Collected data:
============================================================

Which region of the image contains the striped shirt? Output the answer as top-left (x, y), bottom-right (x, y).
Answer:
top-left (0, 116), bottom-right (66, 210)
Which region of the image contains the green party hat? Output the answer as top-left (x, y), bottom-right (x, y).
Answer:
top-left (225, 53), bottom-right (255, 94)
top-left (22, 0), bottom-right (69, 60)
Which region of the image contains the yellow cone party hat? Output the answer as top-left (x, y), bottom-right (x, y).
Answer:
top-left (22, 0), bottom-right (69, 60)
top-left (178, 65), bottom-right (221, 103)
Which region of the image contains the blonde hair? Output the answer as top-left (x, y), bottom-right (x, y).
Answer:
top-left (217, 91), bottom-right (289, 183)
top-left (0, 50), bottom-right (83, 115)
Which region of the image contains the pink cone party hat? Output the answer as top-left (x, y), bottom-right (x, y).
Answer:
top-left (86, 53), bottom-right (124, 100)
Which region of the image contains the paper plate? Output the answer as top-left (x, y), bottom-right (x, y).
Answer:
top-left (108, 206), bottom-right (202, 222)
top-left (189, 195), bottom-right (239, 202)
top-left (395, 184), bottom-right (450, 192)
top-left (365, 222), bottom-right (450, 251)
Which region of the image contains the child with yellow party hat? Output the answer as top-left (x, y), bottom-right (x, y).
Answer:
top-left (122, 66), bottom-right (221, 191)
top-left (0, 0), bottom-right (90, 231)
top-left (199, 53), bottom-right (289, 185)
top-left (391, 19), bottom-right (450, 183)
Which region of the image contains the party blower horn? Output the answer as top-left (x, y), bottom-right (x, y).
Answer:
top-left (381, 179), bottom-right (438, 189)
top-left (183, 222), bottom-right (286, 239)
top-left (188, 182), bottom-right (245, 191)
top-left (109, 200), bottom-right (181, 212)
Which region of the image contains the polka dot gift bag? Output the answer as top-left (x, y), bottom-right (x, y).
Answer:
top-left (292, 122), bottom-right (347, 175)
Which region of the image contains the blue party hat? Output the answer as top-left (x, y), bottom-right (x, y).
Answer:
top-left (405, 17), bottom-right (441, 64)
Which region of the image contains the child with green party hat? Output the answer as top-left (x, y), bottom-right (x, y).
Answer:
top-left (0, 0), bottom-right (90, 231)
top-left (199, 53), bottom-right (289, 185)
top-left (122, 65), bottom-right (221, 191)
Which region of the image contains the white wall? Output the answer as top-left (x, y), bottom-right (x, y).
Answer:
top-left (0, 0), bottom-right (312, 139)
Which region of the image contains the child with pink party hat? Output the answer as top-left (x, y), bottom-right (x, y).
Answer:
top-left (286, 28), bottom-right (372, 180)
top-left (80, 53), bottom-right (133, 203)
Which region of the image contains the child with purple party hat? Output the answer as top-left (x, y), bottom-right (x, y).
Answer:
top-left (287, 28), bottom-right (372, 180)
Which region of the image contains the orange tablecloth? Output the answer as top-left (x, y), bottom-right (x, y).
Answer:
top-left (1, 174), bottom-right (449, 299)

============================================================

# [EXERCISE BRIEF]
Write down every line of the data above that includes the string "with".

# [RESULT]
Which region of the image contains the child with yellow party hat? Output the answer as top-left (x, y), bottom-right (x, y).
Which region of the image contains the child with green party hat? Output the answer as top-left (x, y), bottom-right (x, y).
Which region of the image contains the child with pink party hat? Output the answer as top-left (x, y), bottom-right (x, y).
Which region of the image contains the child with purple party hat? Output the answer as top-left (x, y), bottom-right (x, y).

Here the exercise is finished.